PASSAGE SHOWN -
——————————
Sunday, May 30, 2010

Ryan Yessie's Top 50 for 2010: Part 1 - 31 to 50

Blog contributor Ryan Yessie has finalized his top 50 OHL players for the 2010 NHL Entry Draft...and he's sharing it with us. It's obviously going to be a little bit different than mine, but it's interesting to compare the two.

One thing to mention is that Ryan has not included goalies in his top 50, choosing to rate them separately as a Top 10. This is similar to the way a scouting publication like ISS does things.

This is the first installment of his list; players ranked 31 to 50.


31 - Brandon Alderson - Right Wing - Sarnia Sting
Jan-22-1992 - 6’3.75” - 190 lbs.
——————————
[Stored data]
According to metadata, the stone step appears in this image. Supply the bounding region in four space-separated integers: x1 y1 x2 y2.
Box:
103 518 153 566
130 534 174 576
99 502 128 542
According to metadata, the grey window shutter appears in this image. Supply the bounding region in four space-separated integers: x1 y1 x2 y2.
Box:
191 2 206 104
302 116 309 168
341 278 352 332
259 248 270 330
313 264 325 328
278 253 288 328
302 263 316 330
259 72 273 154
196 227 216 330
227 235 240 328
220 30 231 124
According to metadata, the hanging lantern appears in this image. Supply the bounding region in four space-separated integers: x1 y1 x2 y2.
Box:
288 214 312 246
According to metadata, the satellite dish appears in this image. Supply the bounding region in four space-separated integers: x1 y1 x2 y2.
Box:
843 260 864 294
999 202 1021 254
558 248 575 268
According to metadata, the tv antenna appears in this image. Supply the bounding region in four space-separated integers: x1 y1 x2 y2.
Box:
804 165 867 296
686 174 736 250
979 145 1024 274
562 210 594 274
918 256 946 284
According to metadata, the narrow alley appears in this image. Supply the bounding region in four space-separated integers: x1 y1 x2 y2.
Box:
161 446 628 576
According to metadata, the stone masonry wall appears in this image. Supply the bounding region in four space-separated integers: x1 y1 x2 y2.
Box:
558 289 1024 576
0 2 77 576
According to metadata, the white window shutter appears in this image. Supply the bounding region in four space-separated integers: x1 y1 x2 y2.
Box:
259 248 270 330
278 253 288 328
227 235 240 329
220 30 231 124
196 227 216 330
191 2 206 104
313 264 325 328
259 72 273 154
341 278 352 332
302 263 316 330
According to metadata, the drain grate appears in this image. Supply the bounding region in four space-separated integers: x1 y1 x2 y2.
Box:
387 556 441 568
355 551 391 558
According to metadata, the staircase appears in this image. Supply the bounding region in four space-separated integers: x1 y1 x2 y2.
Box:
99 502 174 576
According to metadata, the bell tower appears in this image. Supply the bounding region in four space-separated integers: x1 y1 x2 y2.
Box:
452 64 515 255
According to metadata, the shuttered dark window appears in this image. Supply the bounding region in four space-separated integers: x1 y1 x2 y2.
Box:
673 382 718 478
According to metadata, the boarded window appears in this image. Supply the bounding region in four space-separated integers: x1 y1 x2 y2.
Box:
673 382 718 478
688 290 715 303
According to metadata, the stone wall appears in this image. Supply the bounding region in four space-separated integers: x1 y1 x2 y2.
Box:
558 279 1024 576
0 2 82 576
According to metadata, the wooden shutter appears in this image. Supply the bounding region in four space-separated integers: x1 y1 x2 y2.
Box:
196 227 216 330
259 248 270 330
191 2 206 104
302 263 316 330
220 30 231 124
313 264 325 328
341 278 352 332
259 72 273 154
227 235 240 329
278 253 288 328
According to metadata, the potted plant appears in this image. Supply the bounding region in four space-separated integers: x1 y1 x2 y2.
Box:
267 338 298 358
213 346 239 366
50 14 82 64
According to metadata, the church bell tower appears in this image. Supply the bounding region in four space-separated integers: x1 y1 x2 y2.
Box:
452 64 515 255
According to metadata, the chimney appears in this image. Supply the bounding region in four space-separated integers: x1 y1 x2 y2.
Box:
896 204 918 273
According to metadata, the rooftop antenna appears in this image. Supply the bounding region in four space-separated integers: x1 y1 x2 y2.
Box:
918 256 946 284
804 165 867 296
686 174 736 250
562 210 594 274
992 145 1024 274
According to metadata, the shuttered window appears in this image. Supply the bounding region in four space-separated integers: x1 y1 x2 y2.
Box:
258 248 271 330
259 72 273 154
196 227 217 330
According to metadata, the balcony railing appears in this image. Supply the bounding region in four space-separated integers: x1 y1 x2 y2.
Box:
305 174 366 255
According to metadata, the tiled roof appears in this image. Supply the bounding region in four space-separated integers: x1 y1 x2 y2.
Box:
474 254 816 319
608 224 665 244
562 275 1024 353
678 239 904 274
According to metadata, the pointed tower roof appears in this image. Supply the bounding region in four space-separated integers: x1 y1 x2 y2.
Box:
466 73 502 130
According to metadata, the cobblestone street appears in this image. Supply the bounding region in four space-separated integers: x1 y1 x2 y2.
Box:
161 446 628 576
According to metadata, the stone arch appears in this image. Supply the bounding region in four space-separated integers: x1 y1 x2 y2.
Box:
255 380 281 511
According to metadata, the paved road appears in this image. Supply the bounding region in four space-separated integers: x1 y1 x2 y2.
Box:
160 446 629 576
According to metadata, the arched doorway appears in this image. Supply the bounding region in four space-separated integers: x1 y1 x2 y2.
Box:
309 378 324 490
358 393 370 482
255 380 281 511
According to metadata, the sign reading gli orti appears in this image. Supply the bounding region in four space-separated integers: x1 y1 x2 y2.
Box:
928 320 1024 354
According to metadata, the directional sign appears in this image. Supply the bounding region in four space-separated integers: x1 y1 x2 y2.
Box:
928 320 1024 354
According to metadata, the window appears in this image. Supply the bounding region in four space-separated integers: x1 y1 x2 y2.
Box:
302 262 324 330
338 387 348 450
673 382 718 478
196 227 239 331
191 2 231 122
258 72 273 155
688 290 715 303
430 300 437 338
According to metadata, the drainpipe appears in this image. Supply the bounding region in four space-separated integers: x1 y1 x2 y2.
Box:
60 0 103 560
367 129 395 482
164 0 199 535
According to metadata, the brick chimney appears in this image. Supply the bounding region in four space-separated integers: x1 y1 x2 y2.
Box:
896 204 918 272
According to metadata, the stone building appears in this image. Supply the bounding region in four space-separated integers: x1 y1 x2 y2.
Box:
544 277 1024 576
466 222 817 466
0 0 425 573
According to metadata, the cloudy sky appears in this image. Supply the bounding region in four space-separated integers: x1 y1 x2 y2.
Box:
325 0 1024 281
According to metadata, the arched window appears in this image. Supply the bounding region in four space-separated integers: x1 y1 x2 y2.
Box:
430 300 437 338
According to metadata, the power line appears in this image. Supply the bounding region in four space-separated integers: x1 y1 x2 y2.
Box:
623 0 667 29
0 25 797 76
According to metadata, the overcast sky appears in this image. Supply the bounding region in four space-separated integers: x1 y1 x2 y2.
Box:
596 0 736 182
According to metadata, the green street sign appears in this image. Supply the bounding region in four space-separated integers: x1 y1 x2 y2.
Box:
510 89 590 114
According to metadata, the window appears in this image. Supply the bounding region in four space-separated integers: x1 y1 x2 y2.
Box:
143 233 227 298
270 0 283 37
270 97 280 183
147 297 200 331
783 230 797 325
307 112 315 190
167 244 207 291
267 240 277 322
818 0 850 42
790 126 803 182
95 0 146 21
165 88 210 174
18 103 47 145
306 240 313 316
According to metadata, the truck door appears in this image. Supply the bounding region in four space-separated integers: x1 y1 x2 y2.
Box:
——————————
REQUIREMENT 1 -
Translate this sentence from the draft ranking post into Spanish: "One thing to mention is that Ryan has not included goalies in his top 50, choosing to rate them separately as a Top 10."
REQUIREMENT 2 -
In one to three sentences, explain why the draft ranking post says no goalies appear in Ryan Yessie's top 50.
This data is separate material from the blog post.

PROBLEM SOLUTION 1 -
Algo que cabe mencionar es que Ryan no ha incluido porteros en su top 50, ya que optó por clasificarlos por separado en un Top 10.

PROBLEM SOLUTION 2 -
Ryan chose to rate the goalies separately, as their own Top 10, so he left them out of his top 50. The post notes that a scouting publication like ISS does things the same way.